_Task brief_. Return, without anything added, the lines from the one containing "298L161 299L159 263L137" through the end of the entries below, exactly as written.
_____
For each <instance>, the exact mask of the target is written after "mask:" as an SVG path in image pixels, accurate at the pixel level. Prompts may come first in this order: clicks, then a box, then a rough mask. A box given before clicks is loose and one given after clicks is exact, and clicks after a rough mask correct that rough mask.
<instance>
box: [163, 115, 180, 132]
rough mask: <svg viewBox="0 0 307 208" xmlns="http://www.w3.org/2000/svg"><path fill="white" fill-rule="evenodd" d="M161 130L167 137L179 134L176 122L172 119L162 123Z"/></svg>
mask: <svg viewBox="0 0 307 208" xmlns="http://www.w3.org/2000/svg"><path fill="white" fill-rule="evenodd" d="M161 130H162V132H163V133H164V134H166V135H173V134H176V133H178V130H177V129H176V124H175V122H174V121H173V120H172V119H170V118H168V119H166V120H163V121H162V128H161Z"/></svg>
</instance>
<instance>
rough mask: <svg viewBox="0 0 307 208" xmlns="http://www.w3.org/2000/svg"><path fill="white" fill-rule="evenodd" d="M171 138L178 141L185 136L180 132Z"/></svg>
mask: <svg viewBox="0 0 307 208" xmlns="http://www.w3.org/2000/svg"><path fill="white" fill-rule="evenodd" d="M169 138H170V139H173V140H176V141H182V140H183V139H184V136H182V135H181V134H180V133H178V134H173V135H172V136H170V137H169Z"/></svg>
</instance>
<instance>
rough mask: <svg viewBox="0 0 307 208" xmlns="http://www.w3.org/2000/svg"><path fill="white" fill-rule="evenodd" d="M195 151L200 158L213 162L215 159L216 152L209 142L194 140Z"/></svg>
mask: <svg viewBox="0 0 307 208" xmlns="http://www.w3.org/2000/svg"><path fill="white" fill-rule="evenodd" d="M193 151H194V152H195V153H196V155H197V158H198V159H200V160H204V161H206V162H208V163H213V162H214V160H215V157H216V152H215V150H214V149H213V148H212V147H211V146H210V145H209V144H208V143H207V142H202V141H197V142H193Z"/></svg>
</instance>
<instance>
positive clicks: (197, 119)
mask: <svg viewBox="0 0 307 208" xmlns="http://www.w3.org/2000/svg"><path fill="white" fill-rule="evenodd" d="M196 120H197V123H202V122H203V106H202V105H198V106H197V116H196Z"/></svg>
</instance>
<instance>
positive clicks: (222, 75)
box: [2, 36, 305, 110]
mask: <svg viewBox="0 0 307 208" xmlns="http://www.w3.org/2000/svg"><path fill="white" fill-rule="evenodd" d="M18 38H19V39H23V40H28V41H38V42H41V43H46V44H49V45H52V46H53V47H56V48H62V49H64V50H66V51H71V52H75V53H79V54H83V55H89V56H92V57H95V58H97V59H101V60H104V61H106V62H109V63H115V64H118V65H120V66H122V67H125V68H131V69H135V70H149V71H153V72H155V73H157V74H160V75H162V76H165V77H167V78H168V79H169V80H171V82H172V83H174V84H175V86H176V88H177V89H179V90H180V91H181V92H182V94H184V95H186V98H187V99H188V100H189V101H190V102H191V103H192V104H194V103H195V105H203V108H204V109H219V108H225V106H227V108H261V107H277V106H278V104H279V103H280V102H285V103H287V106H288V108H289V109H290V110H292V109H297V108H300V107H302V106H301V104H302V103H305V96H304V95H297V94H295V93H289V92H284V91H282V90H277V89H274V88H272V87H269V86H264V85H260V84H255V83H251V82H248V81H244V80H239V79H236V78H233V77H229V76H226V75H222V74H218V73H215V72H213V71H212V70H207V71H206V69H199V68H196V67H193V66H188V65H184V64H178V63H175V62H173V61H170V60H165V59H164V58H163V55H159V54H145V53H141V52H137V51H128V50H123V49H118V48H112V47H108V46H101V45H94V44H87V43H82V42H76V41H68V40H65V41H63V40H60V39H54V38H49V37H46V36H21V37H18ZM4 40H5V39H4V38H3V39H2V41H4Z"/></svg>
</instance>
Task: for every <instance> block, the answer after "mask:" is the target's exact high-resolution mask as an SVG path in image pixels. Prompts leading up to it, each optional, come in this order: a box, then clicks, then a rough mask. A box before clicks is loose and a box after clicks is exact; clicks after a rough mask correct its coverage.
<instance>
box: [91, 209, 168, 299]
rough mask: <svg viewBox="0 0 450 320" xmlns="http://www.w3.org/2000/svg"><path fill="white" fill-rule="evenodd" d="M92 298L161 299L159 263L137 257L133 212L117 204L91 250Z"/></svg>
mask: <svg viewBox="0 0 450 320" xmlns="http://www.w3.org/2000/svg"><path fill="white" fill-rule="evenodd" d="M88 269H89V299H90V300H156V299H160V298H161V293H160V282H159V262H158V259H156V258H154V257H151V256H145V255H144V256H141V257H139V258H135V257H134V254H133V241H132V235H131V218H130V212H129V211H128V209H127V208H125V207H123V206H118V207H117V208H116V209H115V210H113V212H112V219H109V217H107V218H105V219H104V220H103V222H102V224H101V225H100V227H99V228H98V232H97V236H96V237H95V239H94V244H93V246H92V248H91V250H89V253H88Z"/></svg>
_____
_Solved exercise_.
rough mask: <svg viewBox="0 0 450 320" xmlns="http://www.w3.org/2000/svg"><path fill="white" fill-rule="evenodd" d="M92 298L161 299L159 263L137 257L133 212L117 204L91 250Z"/></svg>
mask: <svg viewBox="0 0 450 320" xmlns="http://www.w3.org/2000/svg"><path fill="white" fill-rule="evenodd" d="M88 269H89V299H90V300H156V299H160V298H161V293H160V282H159V262H158V259H156V258H154V257H151V256H145V255H144V256H141V257H139V258H135V257H134V254H133V241H132V235H131V218H130V212H129V211H128V209H127V208H125V207H123V206H118V207H117V208H116V209H115V210H113V212H112V219H109V217H107V218H105V219H104V220H103V222H102V224H101V225H100V227H99V228H98V232H97V236H96V237H95V239H94V244H93V246H92V248H91V250H89V253H88Z"/></svg>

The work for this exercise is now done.